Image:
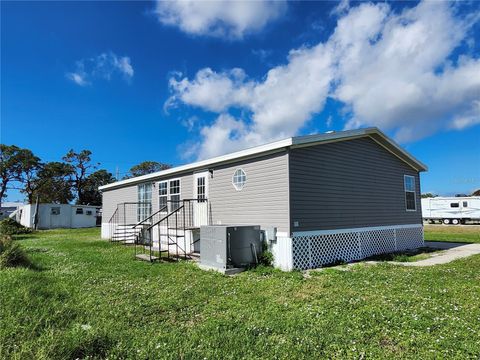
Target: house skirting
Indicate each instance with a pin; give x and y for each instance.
(312, 249)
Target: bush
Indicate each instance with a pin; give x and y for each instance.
(266, 258)
(11, 254)
(11, 227)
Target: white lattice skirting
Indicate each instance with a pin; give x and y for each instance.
(312, 249)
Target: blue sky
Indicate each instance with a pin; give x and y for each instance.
(174, 82)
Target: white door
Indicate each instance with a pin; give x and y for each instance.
(56, 216)
(200, 194)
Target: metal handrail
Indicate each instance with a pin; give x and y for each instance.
(165, 217)
(148, 218)
(114, 213)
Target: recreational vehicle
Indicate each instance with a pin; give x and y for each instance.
(451, 210)
(318, 199)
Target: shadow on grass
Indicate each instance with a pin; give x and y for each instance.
(402, 256)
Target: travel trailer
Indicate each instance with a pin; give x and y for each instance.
(451, 210)
(52, 216)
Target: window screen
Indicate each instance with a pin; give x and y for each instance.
(144, 208)
(162, 194)
(201, 189)
(239, 179)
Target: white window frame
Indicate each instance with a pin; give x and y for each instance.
(165, 195)
(169, 192)
(144, 210)
(233, 178)
(179, 192)
(414, 192)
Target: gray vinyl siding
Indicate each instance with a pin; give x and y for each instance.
(130, 194)
(262, 201)
(111, 198)
(186, 188)
(348, 184)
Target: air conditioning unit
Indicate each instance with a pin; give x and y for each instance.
(229, 248)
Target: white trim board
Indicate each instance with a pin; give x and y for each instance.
(298, 141)
(340, 231)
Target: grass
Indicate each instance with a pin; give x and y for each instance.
(89, 298)
(406, 256)
(453, 233)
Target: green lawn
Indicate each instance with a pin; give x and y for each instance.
(89, 298)
(453, 233)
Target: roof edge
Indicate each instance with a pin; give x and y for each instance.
(307, 140)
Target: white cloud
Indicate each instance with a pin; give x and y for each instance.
(221, 18)
(103, 66)
(391, 70)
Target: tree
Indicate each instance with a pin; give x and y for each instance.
(10, 166)
(52, 183)
(146, 167)
(80, 163)
(91, 194)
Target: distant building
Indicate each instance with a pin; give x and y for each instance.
(51, 216)
(8, 208)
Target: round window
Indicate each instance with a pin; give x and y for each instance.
(239, 179)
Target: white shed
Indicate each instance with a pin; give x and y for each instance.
(51, 216)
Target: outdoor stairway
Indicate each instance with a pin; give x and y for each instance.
(126, 233)
(166, 234)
++++++++++++++++++++
WHAT TO WORK ON
Copy the items again from the line with "Target: white shed" through the end of the items, requests included, and offset every x and y coordinate in the answers by adding 68.

FINISHED EXERCISE
Target: white shed
Indicate each instance with a pin; give x and y for each instance.
(119, 284)
Target: outdoor stairway
Indicate each instance with a pin; give x and y for each instance.
(194, 301)
(234, 302)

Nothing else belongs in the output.